■ **Task to complete**: Each line of the data should be repeated precisely.

Saved entries
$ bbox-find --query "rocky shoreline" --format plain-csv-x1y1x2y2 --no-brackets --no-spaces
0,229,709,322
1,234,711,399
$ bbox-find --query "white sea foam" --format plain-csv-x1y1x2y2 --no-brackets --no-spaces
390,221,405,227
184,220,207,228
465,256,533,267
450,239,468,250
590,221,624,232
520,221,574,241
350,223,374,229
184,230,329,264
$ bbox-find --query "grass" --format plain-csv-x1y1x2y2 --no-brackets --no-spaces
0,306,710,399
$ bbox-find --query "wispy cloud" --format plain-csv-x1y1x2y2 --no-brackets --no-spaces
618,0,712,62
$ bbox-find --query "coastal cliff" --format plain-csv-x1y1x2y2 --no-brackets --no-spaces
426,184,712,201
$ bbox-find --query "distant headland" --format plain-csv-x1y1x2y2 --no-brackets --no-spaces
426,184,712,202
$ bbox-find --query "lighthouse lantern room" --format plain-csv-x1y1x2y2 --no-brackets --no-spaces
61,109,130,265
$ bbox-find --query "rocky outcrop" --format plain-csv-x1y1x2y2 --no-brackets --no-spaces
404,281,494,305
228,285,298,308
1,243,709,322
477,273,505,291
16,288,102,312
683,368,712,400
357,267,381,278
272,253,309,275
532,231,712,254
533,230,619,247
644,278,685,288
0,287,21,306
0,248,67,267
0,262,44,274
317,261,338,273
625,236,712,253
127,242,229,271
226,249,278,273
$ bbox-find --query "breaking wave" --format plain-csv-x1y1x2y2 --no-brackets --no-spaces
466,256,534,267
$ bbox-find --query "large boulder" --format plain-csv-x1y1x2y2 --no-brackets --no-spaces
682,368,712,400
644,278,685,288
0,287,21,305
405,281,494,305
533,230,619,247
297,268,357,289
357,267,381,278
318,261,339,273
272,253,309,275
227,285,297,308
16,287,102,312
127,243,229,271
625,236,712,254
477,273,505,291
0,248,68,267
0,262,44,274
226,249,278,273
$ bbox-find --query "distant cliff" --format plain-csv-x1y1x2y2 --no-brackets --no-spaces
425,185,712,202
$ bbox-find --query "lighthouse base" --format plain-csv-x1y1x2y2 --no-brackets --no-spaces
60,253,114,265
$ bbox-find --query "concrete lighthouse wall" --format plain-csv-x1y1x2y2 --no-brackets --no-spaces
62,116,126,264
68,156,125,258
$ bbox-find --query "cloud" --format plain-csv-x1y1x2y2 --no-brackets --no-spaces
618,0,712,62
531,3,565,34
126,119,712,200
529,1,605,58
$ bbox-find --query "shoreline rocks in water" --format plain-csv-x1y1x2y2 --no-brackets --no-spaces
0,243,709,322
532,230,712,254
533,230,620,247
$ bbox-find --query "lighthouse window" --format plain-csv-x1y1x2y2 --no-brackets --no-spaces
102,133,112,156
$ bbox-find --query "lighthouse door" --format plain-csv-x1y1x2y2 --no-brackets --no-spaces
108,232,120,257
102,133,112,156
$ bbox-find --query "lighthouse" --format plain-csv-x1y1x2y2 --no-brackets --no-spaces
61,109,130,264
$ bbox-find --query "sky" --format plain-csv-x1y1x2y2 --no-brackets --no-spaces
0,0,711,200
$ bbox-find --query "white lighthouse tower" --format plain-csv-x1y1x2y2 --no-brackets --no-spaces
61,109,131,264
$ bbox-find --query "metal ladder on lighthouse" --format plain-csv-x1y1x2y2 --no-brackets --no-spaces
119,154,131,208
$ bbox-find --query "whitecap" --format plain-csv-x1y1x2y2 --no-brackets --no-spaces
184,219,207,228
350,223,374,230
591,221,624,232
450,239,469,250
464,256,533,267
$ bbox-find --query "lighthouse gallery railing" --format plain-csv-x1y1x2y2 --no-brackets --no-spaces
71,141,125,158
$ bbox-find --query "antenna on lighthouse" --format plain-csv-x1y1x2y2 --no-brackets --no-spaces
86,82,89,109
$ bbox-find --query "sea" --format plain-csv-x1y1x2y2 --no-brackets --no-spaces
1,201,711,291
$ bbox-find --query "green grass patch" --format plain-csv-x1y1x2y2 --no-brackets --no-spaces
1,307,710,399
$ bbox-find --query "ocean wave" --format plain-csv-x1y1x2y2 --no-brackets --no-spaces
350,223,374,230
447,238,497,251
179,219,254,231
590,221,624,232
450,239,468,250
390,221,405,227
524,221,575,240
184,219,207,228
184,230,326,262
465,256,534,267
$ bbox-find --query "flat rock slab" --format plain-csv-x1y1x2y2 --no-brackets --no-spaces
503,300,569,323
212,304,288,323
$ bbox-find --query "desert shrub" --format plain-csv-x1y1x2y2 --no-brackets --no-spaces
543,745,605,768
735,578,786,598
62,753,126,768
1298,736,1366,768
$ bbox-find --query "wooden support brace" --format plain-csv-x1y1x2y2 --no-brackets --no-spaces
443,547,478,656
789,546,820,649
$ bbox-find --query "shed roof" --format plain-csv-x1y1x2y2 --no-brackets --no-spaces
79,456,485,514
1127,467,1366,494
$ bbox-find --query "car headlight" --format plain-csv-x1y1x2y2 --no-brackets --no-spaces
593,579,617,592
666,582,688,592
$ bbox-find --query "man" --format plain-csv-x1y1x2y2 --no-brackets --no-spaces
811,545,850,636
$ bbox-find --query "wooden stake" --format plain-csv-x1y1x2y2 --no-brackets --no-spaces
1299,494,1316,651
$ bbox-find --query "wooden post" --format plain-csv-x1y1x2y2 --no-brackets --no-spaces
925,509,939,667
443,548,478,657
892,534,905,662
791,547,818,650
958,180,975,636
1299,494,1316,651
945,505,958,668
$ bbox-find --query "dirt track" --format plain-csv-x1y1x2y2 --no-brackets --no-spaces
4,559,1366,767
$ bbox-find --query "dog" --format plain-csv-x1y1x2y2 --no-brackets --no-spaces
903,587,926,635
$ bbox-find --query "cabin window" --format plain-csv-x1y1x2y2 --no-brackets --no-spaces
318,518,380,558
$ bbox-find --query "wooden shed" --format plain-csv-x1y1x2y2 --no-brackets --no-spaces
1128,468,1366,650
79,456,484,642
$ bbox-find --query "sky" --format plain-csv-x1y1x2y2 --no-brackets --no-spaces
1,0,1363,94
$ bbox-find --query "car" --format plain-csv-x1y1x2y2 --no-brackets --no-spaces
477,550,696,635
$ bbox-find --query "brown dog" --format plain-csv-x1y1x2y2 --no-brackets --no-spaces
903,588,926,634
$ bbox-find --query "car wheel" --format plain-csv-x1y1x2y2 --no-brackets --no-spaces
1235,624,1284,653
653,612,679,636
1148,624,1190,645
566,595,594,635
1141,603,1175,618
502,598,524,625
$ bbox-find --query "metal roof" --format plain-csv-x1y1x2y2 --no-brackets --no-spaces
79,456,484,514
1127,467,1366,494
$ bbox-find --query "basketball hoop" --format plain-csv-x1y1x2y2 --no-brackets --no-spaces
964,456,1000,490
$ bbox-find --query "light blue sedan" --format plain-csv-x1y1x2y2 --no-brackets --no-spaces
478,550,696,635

■ **Output of the exercise**:
$ bbox-find --query "rocky shoreline" --format plain-csv-x1y1x2y2 --no-brackets --no-spaces
0,229,709,322
1,234,711,399
$ bbox-find --query "white sea foam" --format plain-csv-x1y1x2y2 --no-brackets --no-spaces
390,221,405,227
184,220,207,228
465,256,533,267
450,239,468,250
590,221,624,232
520,221,574,241
350,223,374,229
184,230,329,264
$ bbox-find --query "grass" --format plain-csv-x1y1x2y2 --no-brackets --no-spaces
0,306,710,399
$ bbox-find --query "wispy cloud" --format plain-csv-x1y1x2y2 --no-brackets --no-spaces
618,0,712,62
$ bbox-find --query "coastal cliff" --format plain-csv-x1y1x2y2 --no-brackets --no-spaces
426,184,712,201
$ bbox-find --query "distant headland" --format plain-csv-x1y1x2y2 --no-brackets --no-spaces
426,184,712,202
$ bbox-find --query "lighthouse lantern room" --format plain-csv-x1y1x2y2 --no-brackets --no-spaces
61,109,130,265
$ bbox-find --query "rocky outcrop" --format plain-csv-x1y1x2y2 --no-brackets --no-spaces
404,281,494,305
228,285,298,308
1,243,709,322
477,273,505,291
16,288,102,312
683,368,712,400
357,267,381,278
272,253,309,275
532,231,712,254
533,230,619,247
644,278,685,288
0,287,21,306
0,248,67,267
0,262,44,274
317,261,338,273
625,236,712,253
127,242,229,271
226,249,278,273
$ bbox-find --query "breaking wave" --format plain-csv-x1y1x2y2 --no-brackets --no-spaces
466,256,534,267
$ bbox-find --query "large boulder" --format plain-csv-x1y1x2y2 --no-brackets --no-spaces
682,368,712,400
644,278,685,288
0,287,21,305
405,281,494,305
533,230,619,247
297,268,357,289
357,267,381,278
318,261,339,273
272,253,309,275
227,285,297,308
16,287,102,312
127,243,229,271
625,236,712,254
477,273,505,291
0,248,68,267
0,262,44,274
226,249,278,273
$ bbox-find --query "distant cliff" --format plain-csv-x1y1x2y2 --no-brackets --no-spaces
425,185,712,202
$ bbox-find --query "lighthouse base" --format plain-csv-x1y1x2y2 --no-brackets --no-spaces
60,253,114,265
$ bbox-find --query "concrete lighthouse wall" --format plain-csv-x1y1x2y2 --no-brackets --no-spaces
62,116,126,264
68,156,125,258
$ bbox-find --query "cloud" --format plain-csv-x1y1x2y2 --no-brackets --no-spaces
618,0,712,62
531,3,565,34
126,119,712,200
529,1,605,58
$ bbox-find --query "shoreline rocks in water" --format plain-csv-x1y1x2y2 --no-brackets --no-spaces
0,243,709,322
532,230,712,254
533,230,620,247
$ bbox-find --query "lighthouse window" --format plain-csv-x1y1x2y2 --no-brackets --no-spaces
102,133,112,156
$ bbox-find --query "lighthouse door" --format plain-csv-x1y1x2y2 --no-brackets --no-spaces
108,232,120,257
102,133,112,156
$ bbox-find --query "lighthouse" --format plain-csv-x1y1x2y2 --no-brackets --no-spaces
61,109,130,264
$ bbox-find --query "sky" --format plain-csv-x1y1x2y2 --no-brackets --no-spaces
0,0,711,200
$ bbox-find --query "white lighthouse tower" --format plain-csv-x1y1x2y2 --no-brackets --no-spaces
61,109,131,264
$ bbox-find --query "metal ladder on lighthouse" --format plain-csv-x1y1x2y2 --no-brackets --no-spaces
119,154,131,208
$ bbox-find --query "whitecap" --format plain-csv-x1y1x2y2 --no-brackets --no-spaces
184,219,207,228
350,223,374,230
591,221,624,232
450,239,469,250
464,256,533,267
$ bbox-find --query "lighthouse gallery railing" --format plain-csv-x1y1x2y2 --no-brackets --no-spaces
71,141,125,158
$ bbox-find --query "antenna on lighthouse" --format plain-csv-x1y1x2y2 --no-brackets --no-spaces
86,82,89,109
$ bbox-find --query "sea" --format plain-csv-x1y1x2y2 --no-brackets --no-spaces
1,201,711,291
$ bbox-find --query "green grass patch" --format plain-csv-x1y1x2y2 --no-brackets --no-spaces
1,307,710,399
$ bbox-find --query "ocean wave" --format plain-csv-x1y1x2y2 --no-brackets --no-spaces
350,223,374,230
447,238,497,251
179,219,254,231
590,221,624,232
450,239,468,250
390,221,405,227
524,221,575,240
184,219,207,228
184,230,326,262
465,256,534,267
$ bbox-find --query "flat rock slab" --format plain-csv-x1y1x2y2 --no-brackets --no-spaces
503,300,569,323
212,304,288,323
$ bbox-find --query "desert shrub" --format plain-csv-x1y1x2y2 --no-brackets --no-spaces
543,745,605,768
735,578,786,598
62,753,126,768
1298,736,1366,768
$ bbox-find --query "wooden support brace" --format plain-csv-x1y1x2y2 --no-brackets --no-spaces
443,547,478,656
789,546,820,649
$ bbox-find --query "shed roof" --format plain-csv-x1y1x2y2 --no-brackets --no-spaces
79,456,485,514
1127,467,1366,494
$ bbox-find --query "car headlight" --format plain-csv-x1y1x2y2 --no-brackets --no-spaces
593,579,617,592
666,582,688,592
$ bbox-find --query "man" --format plain-csv-x1y1x2y2 --no-brackets --no-spaces
811,545,850,636
$ bbox-find --query "wooden stake" --format plain-csv-x1y1x2y2 --no-brackets --no-spaces
1299,494,1316,651
$ bbox-find --query "wooden post" --format plain-csv-x1y1x2y2 --no-brackets --no-spaces
925,509,939,667
443,548,478,657
892,534,905,662
791,547,818,650
958,180,975,636
1299,494,1316,651
945,505,958,668
$ bbox-find --query "dirt track" --format plain-csv-x1y1x2y2 --no-brackets --no-spaces
4,559,1366,767
$ bbox-find --query "dog" --format plain-csv-x1y1x2y2 --no-brackets --no-spaces
903,587,926,635
$ bbox-find --query "cabin window" --format plain-csv-x1y1x2y2 --no-brackets --no-spaces
318,518,380,558
$ bbox-find --query "wooden shed" --format plain-csv-x1y1x2y2 --no-brackets --no-spaces
1128,468,1366,650
79,456,484,642
$ bbox-find --query "sky" --format plain-csv-x1y1x2y2 --no-brackets --no-spaces
1,0,1363,94
$ bbox-find --query "car" --format plain-csv-x1y1x2y2 --no-brackets --no-spaces
477,550,696,635
$ bbox-find --query "brown dog" --format plain-csv-x1y1x2y2 --no-brackets --no-spaces
903,588,926,634
$ bbox-find --query "car wheel" --format plain-csv-x1y1x2y2 --no-brackets --no-spaces
1235,624,1284,653
653,612,679,636
1148,624,1190,645
566,595,594,635
1141,603,1175,618
502,598,524,625
$ bbox-find --query "metal roof" --format plain-csv-x1y1x2y2 --no-brackets --no-spaces
79,456,484,514
1127,467,1366,494
$ bbox-find --query "basketball hoop" --format plain-csv-x1y1x2y2 --no-brackets --no-spaces
964,456,1000,490
$ bbox-find --query "light blue sedan" --format plain-csv-x1y1x2y2 --no-brackets --no-spaces
478,550,696,635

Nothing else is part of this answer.